__Task directions__. All of the data is to be set down again without any alteration.

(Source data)
*** Block opens ***

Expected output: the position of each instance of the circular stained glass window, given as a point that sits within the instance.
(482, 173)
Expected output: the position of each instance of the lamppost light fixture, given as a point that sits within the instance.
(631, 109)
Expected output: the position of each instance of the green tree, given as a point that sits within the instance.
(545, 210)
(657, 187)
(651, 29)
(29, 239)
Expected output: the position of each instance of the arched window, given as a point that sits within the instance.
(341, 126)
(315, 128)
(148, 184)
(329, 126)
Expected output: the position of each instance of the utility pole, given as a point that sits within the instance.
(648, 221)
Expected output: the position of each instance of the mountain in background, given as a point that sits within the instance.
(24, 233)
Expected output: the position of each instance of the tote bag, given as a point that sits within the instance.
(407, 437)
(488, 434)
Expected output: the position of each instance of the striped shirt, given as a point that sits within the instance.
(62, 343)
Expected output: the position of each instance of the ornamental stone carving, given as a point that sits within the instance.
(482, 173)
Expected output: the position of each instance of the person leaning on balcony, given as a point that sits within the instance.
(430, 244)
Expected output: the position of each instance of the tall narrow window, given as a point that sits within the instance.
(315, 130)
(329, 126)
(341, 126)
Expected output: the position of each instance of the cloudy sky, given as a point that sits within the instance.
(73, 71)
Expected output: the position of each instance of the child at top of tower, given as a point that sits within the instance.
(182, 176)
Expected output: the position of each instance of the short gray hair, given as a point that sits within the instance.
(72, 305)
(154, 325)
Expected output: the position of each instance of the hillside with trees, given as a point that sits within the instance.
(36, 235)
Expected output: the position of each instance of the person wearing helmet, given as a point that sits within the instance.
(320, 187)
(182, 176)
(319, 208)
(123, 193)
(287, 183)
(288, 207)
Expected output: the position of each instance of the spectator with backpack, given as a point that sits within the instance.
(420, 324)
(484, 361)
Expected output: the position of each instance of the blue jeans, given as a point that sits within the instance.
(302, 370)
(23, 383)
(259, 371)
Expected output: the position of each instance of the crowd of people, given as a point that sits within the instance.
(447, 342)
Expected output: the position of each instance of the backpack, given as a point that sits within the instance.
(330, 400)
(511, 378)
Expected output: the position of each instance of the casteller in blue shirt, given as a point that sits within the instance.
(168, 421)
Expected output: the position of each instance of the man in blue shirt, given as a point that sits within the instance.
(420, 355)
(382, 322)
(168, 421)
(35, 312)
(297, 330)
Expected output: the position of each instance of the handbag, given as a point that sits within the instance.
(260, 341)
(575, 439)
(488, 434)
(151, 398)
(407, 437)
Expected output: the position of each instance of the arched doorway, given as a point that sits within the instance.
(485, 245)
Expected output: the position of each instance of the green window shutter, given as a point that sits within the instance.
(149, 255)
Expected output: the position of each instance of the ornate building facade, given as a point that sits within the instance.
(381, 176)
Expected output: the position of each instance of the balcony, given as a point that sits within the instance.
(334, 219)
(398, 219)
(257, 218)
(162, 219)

*** Block closes ***

__Answer for the task__.
Expected output: the position of each instance of the circular stained glass window, given as a point that sits within the instance.
(482, 173)
Expected output: the position of each instance of the lamppost light fixture, given as a point that sits within the instance.
(631, 109)
Expected output: the position of each instance of the green tree, given as a point that sits within the instance.
(545, 210)
(657, 187)
(651, 29)
(29, 239)
Expected output: the position of each instance of the arched window, given as a point that sits within the instance.
(341, 126)
(315, 128)
(148, 184)
(329, 126)
Expected output: the position of each instance of the utility pole, given as a point that sits within the instance.
(648, 221)
Expected output: the position of each instance of the mountain in background, given as a point that sits within the instance.
(24, 233)
Expected output: the position of each instance of the tote bag, given as a point that sits within the instance.
(407, 437)
(488, 434)
Expected output: the position of each instance of the striped shirt, given as a point that sits within the instance.
(62, 343)
Expected output: the position of each instance of the ornamental stone carving, given as a point that sits within the instance.
(482, 173)
Expected output: the position of each instance of the person leaning on balcony, given as a point that sits within the instance.
(430, 244)
Expected output: the position of each instance of the tall narrow window, given as a point that sits within the instance.
(315, 130)
(329, 126)
(341, 126)
Expected output: the position of each instance of the cloudy sky, given as a point that sits within the instance.
(73, 71)
Expected output: the position of each instance of the child at top of tower, given as a point that sits within the instance.
(182, 176)
Expected output: the position of each instance of the short gray hair, given as a point that sits within the instance.
(72, 305)
(154, 325)
Expected output: the position of each instance of the hillside with trees, given as a point that sits within the instance.
(36, 235)
Expected output: the position of each instance of the person wearing helmet, given as a point that sits within the instance.
(320, 187)
(182, 176)
(319, 208)
(123, 193)
(287, 183)
(288, 207)
Expected output: the position of each instance of the spectator with backpack, given as a point that sits within the instance.
(420, 324)
(484, 361)
Expected output: the position of each instance of the blue jeans, given as a point that sits within the instance.
(302, 370)
(23, 383)
(259, 371)
Expected output: the position of each instance of the crowd of people, given as a point that sits within the instance.
(447, 342)
Expected output: the position of each instance of the backpack, given as a point that sits within the instance.
(330, 400)
(511, 378)
Expected output: the position of each instance of the casteller in blue shirt, given as a point that sits within the instance.
(168, 421)
Expected output: the position of each instance of the man in blue shirt, given as a point that sits within the instance.
(420, 355)
(382, 322)
(168, 421)
(35, 312)
(297, 330)
Expected output: the position of each instance of the handbag, given as a point that sits within the instance.
(260, 341)
(575, 439)
(488, 434)
(151, 398)
(407, 437)
Expected output: the position of each instance of the arched doorway, given as a point that sits within the instance.
(485, 245)
Expected output: the position of each instance of the green window shutter, given as a point that sits within the instance.
(149, 255)
Expected output: the position of each instance of the ornate building facade, given as a point that sits within the instance.
(381, 176)
Expected output: the position of each instance of the balcony, given as a point that sits within the instance.
(334, 219)
(398, 219)
(257, 218)
(162, 219)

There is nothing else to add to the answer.